• OBJECTIVE: Rescale the records, beginning with the line that contains "Tag the bridge" and continuing through the line that contains "point(22, 197)", both lines included. Reproduce every line in that span, including the requests, which remain unchanged, and multiply each point coordinate in the answers by 2.4, rounding to whole numbers with halves rounded up.

• INFORMATION GIVEN:
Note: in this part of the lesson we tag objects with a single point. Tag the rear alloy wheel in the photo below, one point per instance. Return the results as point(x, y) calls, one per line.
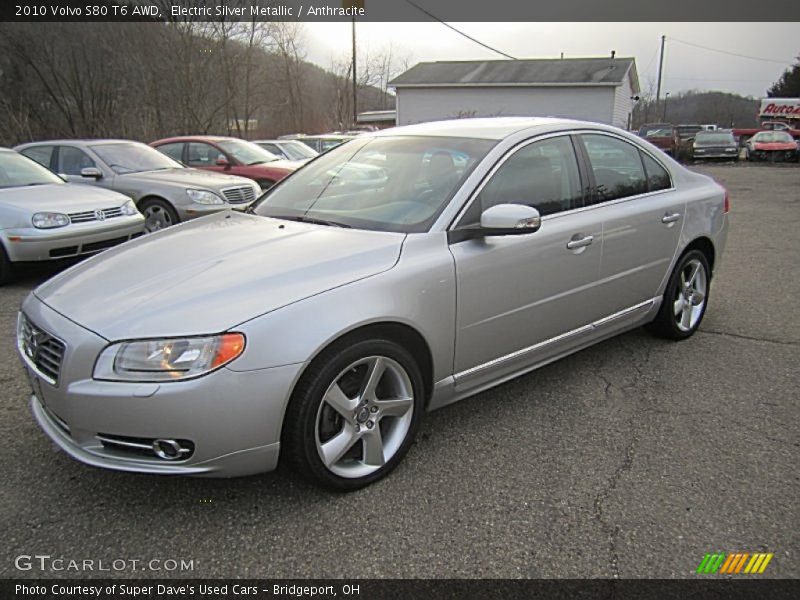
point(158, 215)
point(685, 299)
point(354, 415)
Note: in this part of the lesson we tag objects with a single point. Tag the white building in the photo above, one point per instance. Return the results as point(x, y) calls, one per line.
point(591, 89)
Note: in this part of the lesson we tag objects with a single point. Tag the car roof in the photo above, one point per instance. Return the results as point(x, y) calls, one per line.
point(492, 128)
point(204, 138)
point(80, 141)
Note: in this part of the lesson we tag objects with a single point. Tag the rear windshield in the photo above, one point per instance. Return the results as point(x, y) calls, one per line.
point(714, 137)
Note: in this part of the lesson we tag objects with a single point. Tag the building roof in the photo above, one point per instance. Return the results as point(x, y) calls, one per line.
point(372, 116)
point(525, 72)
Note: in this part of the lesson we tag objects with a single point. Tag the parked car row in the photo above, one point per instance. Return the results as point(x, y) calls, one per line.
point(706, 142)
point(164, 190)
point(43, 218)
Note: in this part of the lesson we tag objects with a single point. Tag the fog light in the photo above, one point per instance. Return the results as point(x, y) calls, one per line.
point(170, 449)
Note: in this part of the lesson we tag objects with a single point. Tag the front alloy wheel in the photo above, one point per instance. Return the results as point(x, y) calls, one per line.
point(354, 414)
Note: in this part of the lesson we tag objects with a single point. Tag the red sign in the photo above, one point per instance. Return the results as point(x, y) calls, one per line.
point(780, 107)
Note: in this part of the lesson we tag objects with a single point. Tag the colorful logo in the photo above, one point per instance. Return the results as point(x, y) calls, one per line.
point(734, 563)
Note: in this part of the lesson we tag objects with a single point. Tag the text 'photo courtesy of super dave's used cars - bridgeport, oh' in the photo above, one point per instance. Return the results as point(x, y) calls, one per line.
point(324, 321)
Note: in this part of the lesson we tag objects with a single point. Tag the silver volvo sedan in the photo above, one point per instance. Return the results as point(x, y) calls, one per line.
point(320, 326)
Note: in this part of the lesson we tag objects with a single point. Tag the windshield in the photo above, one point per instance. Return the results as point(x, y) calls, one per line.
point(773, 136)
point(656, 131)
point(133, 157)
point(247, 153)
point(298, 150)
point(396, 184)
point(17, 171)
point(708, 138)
--
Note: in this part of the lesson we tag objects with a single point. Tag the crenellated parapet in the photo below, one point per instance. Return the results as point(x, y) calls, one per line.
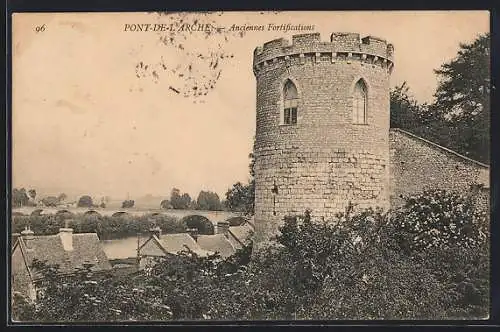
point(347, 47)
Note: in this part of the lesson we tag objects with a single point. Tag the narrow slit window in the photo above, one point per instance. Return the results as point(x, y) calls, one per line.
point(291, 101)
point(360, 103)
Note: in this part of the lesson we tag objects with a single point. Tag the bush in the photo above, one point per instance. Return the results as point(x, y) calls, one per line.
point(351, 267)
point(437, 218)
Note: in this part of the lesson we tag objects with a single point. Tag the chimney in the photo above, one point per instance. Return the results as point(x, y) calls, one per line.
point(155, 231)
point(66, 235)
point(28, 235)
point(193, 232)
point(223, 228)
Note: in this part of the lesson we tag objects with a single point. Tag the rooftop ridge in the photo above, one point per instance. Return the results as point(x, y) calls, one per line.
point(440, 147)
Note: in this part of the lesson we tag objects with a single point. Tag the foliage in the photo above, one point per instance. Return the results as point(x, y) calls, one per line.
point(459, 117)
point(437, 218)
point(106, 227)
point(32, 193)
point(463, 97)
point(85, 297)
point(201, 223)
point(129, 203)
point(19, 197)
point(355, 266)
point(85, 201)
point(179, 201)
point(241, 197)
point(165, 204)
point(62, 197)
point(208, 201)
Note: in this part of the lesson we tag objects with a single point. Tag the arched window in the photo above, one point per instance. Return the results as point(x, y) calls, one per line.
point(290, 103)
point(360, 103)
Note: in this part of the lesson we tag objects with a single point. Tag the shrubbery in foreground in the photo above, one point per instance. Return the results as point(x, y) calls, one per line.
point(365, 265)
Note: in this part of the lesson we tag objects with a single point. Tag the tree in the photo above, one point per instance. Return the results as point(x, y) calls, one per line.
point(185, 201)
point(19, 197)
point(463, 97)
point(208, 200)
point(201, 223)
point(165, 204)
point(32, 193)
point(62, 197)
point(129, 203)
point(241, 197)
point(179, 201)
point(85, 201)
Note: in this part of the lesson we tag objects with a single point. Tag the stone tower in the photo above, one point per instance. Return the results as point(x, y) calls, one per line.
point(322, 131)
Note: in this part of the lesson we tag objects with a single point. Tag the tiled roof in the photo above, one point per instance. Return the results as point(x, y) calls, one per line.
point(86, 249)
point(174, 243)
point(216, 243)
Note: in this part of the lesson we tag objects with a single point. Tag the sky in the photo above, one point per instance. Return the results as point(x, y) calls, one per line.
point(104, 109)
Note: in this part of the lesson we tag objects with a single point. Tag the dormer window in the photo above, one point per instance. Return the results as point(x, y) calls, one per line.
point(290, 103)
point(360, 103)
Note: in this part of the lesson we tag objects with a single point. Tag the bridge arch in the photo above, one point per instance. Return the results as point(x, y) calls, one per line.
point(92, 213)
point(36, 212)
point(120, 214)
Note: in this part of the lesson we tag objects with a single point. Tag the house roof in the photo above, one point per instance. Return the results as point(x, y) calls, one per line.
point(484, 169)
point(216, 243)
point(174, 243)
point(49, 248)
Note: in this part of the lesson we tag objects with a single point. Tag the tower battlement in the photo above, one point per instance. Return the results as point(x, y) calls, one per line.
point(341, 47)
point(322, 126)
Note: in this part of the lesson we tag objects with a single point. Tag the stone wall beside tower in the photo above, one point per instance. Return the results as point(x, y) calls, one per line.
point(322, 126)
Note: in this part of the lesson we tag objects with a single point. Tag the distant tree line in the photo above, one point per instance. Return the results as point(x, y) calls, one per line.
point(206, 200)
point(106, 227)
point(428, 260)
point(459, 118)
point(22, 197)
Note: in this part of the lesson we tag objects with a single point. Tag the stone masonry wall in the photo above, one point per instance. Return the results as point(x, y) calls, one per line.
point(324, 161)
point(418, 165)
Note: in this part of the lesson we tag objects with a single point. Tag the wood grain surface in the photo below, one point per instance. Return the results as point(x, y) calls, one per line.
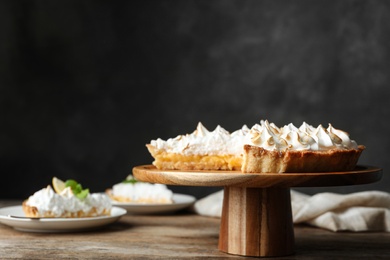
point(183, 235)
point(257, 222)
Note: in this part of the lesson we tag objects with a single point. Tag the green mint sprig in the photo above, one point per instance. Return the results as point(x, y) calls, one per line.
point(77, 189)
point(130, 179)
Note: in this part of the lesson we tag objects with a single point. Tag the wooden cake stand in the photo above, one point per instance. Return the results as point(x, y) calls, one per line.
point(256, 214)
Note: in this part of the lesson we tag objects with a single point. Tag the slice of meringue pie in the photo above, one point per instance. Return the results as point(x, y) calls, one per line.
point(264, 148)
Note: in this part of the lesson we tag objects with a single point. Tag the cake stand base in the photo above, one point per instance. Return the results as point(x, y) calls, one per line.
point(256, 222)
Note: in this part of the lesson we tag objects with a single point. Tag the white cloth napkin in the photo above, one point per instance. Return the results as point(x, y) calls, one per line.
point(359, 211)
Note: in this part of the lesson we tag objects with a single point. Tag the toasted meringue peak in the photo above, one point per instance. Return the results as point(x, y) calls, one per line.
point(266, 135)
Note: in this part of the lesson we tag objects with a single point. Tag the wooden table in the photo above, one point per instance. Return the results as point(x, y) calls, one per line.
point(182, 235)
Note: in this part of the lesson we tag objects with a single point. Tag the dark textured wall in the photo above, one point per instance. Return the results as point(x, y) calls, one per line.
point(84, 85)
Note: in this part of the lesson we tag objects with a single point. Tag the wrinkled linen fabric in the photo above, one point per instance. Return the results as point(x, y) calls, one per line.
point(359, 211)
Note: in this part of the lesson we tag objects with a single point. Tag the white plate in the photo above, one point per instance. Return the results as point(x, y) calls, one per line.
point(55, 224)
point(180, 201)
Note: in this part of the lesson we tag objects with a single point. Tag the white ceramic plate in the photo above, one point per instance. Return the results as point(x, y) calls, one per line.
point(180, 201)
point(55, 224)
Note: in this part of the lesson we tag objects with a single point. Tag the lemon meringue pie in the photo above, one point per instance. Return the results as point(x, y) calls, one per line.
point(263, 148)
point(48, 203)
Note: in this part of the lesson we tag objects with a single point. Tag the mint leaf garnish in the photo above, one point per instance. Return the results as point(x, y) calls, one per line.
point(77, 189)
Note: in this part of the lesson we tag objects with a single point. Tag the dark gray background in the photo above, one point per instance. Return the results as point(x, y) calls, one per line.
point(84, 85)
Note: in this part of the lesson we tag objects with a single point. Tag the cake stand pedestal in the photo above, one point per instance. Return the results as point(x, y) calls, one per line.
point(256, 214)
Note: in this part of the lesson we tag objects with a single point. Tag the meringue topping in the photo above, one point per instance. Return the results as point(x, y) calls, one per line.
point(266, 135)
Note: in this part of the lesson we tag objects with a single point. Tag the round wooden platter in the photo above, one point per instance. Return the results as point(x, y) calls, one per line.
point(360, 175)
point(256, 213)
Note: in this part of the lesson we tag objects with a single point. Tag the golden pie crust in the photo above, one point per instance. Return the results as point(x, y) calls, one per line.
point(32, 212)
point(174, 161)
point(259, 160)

• ANSWER:
Note: in this part of the lesson we tag objects with a single point. Tag the bridge arch in the photo above, one point per instance. Return the results as point(x, y) calls, one per line.
point(221, 511)
point(86, 509)
point(288, 514)
Note: in this part of the lesson we tag objects with a single point. Tag the house roof in the photo above, one point per instance. Return the results as point(x, y) calls, one per line.
point(1162, 406)
point(518, 583)
point(418, 583)
point(118, 595)
Note: in this part of the lesson we tag objects with a single point. Tag the tower battlement in the photo above, one point per instance. Return the results as point(x, y) calls, one per line.
point(818, 113)
point(773, 302)
Note: in this part of the lesson we tag objects with a single point. Tag the stone wall beside tower in the photo above, one point per instance. Return the results as point(x, y) calls, one per line.
point(773, 302)
Note: in this part of the lesson we tag objects with a single point. Tag the distant tree line in the photo above, one point per instance. Return the results as point(x, y) calls, one per line.
point(494, 480)
point(254, 545)
point(1027, 624)
point(1102, 283)
point(53, 473)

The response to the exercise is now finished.